**Kutipan untuk dibaca**:
········
Perundungan Terjadi karena Ketimpangan Relasi Kuasa
Perundungan dinilai terjadi karena ketimpangan relasi kuasa. Adapun perundungan yang dilakukan beramai-ramai terjadi karena pelaku tidak berani menanggung akibatnya sendirian.
Oleh
SEKAR GANDHAWANGI
·3 menit baca
JAKARTA, KOMPAS — Salah satu faktor penyebab perundungan adalah adanya ketimpangan relasi kuasa antara pelaku dan korban. Orang yang mengetahui terjadi perundungan harus turun tangan dan memberikan ruang aman bagi penyintas.
”Perundungan itu berkaitan dengan relasi kuasa. Individu menjadi rentan karena punya sesuatu yang dianggap sebagai kelemahan sehingga dia menjadi obyek perundungan,” kata Ketua Asosiasi Psikologi Kesehatan Indonesia Eunike Sri Tyas Suci, Jumat (3/9/2021).
········
**Daftar yang diberikan**:
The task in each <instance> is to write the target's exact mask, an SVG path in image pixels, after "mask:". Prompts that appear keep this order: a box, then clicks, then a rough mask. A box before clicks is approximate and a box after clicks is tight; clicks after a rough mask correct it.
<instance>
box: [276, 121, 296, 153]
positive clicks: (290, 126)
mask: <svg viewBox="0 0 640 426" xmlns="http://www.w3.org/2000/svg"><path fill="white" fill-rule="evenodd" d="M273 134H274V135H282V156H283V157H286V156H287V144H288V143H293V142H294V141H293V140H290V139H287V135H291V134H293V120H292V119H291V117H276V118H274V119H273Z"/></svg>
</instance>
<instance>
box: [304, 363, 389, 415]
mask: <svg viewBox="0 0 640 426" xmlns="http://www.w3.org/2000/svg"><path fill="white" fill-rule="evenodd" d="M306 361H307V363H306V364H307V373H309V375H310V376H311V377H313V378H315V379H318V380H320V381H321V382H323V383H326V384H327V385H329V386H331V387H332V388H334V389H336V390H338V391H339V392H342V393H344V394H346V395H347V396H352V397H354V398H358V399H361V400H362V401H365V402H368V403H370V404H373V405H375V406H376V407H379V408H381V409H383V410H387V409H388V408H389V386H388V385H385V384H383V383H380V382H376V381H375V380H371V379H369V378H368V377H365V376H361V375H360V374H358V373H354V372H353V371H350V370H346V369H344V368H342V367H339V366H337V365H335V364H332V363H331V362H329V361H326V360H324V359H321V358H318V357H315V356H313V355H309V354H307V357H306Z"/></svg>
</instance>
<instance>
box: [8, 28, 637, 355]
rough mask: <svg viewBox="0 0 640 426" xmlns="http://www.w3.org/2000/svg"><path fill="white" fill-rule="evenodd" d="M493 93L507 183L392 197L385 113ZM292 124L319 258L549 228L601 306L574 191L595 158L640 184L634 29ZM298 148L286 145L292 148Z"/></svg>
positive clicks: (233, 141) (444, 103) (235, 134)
········
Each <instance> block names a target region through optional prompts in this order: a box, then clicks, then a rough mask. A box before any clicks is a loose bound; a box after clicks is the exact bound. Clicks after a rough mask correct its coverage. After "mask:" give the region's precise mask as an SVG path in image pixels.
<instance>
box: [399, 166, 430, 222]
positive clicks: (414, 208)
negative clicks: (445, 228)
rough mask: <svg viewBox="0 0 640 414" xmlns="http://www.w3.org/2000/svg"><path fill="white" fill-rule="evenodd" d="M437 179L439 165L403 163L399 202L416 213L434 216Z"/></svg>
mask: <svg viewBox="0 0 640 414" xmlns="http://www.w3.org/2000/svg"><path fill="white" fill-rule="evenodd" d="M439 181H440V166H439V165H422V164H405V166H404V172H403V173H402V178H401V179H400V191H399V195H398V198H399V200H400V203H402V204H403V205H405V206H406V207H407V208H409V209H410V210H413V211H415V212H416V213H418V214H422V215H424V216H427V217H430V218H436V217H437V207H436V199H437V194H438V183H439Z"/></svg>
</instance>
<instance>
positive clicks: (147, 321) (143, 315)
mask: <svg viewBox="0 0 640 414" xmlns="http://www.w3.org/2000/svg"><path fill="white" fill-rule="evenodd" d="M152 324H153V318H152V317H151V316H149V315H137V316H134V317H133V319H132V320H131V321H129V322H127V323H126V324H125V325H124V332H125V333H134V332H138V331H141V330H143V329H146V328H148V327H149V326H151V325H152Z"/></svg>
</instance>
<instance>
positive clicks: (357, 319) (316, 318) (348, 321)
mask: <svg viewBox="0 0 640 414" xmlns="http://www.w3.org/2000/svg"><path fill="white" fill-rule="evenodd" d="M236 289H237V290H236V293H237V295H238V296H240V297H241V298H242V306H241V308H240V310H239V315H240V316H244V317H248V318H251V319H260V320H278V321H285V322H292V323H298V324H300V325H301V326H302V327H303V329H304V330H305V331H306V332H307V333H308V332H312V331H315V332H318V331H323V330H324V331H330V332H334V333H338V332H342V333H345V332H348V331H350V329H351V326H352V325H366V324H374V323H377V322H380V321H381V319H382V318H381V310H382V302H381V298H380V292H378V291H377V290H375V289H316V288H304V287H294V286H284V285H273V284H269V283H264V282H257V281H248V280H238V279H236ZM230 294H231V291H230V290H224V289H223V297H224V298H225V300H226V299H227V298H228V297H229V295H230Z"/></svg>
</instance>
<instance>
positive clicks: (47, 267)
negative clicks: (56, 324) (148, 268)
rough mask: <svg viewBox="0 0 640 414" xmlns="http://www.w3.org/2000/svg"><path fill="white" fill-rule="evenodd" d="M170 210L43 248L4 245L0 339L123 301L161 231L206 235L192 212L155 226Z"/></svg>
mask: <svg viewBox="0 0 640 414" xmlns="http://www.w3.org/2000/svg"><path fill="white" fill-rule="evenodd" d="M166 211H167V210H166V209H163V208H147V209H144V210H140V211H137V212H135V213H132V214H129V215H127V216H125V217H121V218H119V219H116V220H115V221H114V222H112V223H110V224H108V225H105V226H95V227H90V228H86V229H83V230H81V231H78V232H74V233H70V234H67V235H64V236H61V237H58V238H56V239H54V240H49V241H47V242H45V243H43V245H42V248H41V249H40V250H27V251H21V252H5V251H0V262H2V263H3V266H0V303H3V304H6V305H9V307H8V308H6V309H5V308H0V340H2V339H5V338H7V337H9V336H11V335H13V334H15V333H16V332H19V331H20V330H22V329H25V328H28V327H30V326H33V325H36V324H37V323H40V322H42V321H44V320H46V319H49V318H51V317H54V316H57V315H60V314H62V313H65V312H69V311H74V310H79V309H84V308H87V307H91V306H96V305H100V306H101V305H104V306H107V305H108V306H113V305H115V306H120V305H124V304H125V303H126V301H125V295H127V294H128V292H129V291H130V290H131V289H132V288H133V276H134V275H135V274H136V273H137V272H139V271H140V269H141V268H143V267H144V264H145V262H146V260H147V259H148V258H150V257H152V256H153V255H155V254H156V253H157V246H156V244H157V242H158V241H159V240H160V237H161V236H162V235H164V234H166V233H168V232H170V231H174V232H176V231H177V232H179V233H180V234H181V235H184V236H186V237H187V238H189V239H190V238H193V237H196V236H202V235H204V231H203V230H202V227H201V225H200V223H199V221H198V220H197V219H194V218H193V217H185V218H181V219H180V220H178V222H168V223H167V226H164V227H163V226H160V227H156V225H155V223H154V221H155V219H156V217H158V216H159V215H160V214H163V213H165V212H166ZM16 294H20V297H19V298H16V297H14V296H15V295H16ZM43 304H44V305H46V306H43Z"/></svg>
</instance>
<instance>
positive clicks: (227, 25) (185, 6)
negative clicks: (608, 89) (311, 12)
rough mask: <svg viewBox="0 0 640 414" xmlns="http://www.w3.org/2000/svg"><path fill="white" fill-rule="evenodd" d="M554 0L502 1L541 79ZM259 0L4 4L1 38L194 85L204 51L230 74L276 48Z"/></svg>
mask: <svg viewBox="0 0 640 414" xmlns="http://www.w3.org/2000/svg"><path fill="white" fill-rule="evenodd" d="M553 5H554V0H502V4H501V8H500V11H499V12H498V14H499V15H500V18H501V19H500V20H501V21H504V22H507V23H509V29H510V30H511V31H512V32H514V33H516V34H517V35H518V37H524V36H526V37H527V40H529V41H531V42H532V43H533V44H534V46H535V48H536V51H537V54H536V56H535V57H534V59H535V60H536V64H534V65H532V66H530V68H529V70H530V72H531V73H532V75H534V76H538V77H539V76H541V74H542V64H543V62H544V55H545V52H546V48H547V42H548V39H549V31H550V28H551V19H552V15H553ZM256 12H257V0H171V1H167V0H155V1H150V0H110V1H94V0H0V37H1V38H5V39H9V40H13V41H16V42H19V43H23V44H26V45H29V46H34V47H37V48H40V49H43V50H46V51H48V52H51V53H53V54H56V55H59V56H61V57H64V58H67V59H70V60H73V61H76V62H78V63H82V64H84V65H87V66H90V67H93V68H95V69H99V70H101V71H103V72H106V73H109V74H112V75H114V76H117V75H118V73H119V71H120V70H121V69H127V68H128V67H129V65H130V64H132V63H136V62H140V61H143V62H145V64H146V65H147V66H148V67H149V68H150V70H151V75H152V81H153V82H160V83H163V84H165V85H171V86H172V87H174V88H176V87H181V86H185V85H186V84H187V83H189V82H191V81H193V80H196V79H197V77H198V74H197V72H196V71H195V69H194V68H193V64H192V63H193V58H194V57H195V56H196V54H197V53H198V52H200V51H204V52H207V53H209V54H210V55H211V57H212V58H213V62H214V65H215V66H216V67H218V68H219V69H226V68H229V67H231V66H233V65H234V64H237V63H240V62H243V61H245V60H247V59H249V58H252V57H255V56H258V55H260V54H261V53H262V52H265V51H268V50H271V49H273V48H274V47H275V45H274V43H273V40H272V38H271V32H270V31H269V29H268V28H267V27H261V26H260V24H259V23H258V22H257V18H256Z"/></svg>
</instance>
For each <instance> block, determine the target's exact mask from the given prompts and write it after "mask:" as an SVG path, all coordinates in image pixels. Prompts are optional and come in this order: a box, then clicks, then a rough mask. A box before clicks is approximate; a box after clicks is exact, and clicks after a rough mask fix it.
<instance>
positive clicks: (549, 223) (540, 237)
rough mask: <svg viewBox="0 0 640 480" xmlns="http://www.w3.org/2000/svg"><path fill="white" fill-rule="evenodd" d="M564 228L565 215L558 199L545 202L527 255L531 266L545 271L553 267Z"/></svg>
········
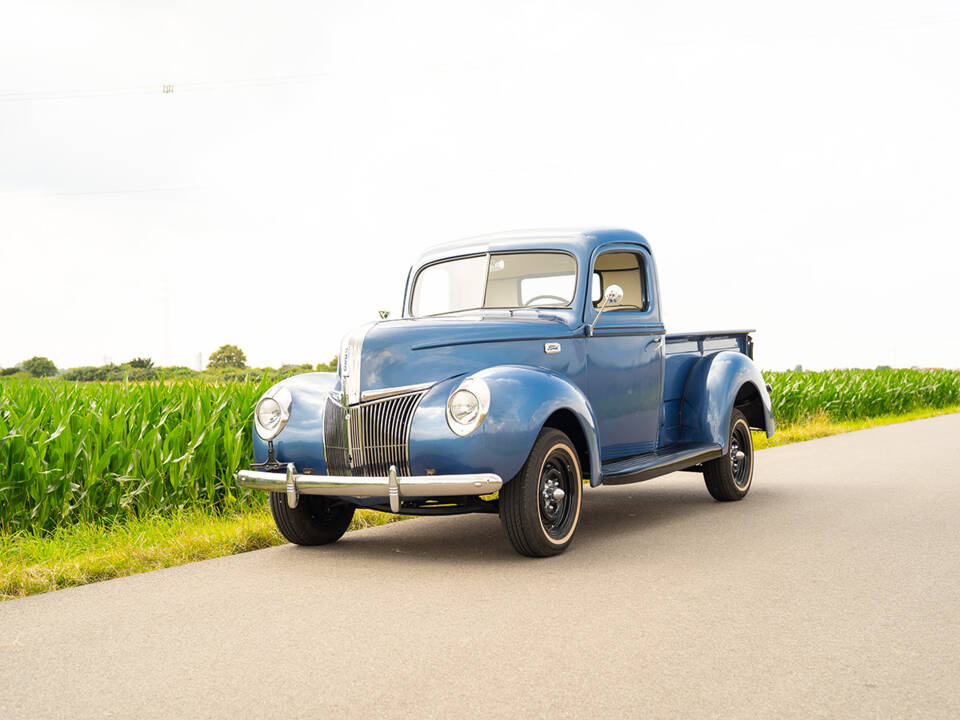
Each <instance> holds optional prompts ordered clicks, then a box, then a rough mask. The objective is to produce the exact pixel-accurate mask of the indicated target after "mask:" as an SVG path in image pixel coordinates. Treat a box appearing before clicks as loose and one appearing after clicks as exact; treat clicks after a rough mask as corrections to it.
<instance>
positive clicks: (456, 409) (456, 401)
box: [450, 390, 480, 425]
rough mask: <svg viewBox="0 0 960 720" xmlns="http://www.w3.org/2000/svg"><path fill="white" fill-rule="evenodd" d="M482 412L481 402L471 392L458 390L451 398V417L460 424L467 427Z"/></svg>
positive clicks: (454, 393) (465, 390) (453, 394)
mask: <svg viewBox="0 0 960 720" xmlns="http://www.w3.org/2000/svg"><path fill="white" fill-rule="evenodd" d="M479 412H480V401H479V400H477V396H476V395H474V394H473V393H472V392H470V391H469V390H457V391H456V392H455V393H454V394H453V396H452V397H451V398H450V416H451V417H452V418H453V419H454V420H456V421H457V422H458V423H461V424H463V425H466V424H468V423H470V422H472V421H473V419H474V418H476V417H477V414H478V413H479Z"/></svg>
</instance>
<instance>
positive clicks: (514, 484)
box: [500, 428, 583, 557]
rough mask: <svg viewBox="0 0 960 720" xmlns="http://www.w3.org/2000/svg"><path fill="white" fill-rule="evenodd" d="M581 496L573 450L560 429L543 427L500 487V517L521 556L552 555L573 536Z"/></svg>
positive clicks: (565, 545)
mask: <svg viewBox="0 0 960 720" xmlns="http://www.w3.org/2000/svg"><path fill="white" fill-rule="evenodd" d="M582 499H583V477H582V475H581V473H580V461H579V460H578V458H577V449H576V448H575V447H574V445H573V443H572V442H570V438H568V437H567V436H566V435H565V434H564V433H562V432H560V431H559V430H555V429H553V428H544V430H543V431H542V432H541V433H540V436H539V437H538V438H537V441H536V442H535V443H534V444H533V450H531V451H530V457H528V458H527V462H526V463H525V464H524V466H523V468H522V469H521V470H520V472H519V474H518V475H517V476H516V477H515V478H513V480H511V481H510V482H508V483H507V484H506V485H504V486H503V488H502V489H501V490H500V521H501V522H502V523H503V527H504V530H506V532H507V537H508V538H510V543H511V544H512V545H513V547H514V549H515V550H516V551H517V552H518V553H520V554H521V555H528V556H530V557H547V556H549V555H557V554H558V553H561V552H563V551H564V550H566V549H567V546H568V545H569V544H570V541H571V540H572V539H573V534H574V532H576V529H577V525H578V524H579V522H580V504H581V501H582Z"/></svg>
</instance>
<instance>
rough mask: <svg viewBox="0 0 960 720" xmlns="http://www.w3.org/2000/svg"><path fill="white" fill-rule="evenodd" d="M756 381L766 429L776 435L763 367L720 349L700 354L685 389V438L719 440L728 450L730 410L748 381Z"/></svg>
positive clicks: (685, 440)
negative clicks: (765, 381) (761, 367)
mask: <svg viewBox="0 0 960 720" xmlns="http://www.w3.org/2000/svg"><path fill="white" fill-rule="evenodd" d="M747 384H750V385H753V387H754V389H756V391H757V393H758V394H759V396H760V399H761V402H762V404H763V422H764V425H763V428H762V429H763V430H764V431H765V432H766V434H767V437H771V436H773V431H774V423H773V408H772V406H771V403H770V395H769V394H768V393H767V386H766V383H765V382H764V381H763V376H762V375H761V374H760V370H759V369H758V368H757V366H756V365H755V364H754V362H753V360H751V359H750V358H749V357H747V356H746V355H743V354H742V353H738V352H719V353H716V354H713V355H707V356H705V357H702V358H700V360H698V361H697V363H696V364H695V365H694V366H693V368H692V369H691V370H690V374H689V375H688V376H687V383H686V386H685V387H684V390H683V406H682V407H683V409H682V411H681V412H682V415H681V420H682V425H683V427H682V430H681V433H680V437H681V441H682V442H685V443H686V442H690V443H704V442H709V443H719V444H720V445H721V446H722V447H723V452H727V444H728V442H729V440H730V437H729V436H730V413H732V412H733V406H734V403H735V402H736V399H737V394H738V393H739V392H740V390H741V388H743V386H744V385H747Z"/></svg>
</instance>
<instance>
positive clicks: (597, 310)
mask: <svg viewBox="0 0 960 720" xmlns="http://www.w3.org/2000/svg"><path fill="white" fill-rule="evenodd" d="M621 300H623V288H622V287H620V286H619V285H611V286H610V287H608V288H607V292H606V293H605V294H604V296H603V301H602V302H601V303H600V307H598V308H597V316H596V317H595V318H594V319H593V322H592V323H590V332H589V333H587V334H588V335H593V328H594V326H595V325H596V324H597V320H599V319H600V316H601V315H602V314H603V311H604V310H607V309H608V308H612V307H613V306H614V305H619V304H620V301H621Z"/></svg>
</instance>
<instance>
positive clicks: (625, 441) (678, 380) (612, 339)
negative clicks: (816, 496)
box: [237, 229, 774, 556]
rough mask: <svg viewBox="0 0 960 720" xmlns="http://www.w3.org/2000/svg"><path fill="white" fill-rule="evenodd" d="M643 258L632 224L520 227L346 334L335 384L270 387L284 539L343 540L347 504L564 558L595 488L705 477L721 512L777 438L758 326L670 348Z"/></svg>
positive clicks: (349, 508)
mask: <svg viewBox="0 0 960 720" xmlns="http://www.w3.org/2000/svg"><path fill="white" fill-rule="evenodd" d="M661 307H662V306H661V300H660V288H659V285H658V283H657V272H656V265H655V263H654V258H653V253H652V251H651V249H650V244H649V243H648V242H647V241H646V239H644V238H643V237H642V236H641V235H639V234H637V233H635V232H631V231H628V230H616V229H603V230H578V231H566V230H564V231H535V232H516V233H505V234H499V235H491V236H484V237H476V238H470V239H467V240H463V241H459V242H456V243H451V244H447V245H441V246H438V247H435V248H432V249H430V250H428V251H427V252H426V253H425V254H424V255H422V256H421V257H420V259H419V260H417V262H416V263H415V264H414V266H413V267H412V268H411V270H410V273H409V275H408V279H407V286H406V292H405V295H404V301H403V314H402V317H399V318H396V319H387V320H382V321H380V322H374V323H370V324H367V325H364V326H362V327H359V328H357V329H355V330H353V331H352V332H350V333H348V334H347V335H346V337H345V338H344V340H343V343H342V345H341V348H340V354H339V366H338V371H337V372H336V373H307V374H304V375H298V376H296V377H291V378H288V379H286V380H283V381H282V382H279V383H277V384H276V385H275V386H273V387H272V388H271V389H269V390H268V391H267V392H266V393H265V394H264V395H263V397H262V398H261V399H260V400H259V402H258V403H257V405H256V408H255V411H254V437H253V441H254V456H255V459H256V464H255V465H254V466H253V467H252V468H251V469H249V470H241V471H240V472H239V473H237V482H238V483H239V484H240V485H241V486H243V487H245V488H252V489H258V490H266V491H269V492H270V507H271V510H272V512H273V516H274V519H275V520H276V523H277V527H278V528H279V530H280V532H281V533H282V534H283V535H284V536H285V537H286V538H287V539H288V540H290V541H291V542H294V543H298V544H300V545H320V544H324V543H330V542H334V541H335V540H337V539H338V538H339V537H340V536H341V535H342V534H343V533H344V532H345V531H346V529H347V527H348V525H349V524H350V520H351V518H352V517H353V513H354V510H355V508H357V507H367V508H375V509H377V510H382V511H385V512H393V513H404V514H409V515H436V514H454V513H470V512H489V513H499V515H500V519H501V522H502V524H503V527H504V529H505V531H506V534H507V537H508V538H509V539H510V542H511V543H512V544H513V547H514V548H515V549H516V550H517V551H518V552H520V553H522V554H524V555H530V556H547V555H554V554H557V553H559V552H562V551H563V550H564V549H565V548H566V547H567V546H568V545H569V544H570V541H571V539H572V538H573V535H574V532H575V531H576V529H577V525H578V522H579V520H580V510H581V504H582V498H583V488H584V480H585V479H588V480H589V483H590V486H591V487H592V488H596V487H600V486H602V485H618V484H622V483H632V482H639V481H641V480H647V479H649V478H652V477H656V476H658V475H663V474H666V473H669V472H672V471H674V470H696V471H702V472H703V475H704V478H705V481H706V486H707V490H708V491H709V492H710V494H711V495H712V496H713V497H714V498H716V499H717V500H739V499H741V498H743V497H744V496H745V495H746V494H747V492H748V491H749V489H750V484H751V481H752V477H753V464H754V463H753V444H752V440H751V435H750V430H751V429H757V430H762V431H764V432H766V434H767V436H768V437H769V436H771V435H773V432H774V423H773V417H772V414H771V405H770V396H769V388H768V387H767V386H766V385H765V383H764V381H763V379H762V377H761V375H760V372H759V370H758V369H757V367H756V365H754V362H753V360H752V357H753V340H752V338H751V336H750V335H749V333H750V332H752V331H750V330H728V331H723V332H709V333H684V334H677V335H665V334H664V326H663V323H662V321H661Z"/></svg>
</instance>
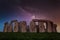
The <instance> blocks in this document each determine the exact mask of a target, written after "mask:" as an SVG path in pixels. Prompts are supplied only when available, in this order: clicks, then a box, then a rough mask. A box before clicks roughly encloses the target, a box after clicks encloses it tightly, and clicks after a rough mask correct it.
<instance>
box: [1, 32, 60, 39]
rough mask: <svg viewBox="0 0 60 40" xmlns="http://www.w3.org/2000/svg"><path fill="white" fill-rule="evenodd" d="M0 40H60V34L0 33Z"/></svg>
········
**Tugas yang dikerjakan**:
[A] Tulis ulang bagian artikel tentang perundungan dari "Perundungan Terjadi karena" sampai "Suci, Jumat (3/9/2021).", dengan menukar "pelaku" menjadi "perundung".
[B] Apakah pernyataan berikut sesuai dengan artikel tentang perundungan? Jawab ya atau tidak, disertai kutipan kata-kata dari artikel yang menentukannya. (i) Perundungan yang dilakukan beramai-ramai terjadi karena pelaku takut menanggung akibatnya sendirian. (ii) Eunike Sri Tyas Suci adalah ketua Asosiasi Psikologi Kesehatan Indonesia. (iii) Pernyataan Eunike Sri Tyas Suci disampaikan pada hari Senin.
Daftar di atas tidak diperlukan.

**Daftar jawaban**:
[A]
Perundungan Terjadi karena Ketimpangan Relasi Kuasa
Perundungan dinilai terjadi karena ketimpangan relasi kuasa. Adapun perundungan yang dilakukan beramai-ramai terjadi karena perundung tidak berani menanggung akibatnya sendirian.
Oleh
SEKAR GANDHAWANGI
·3 menit baca
JAKARTA, KOMPAS — Salah satu faktor penyebab perundungan adalah adanya ketimpangan relasi kuasa antara perundung dan korban. Orang yang mengetahui terjadi perundungan harus turun tangan dan memberikan ruang aman bagi penyintas.
”Perundungan itu berkaitan dengan relasi kuasa. Individu menjadi rentan karena punya sesuatu yang dianggap sebagai kelemahan sehingga dia menjadi obyek perundungan,” kata Ketua Asosiasi Psikologi Kesehatan Indonesia Eunike Sri Tyas Suci, Jumat (3/9/2021).

[B]
(i) Ya: "perundungan yang dilakukan beramai-ramai terjadi karena pelaku tidak berani menanggung akibatnya sendirian".
(ii) Ya: "kata Ketua Asosiasi Psikologi Kesehatan Indonesia Eunike Sri Tyas Suci".
(iii) Tidak: "Jumat (3/9/2021)".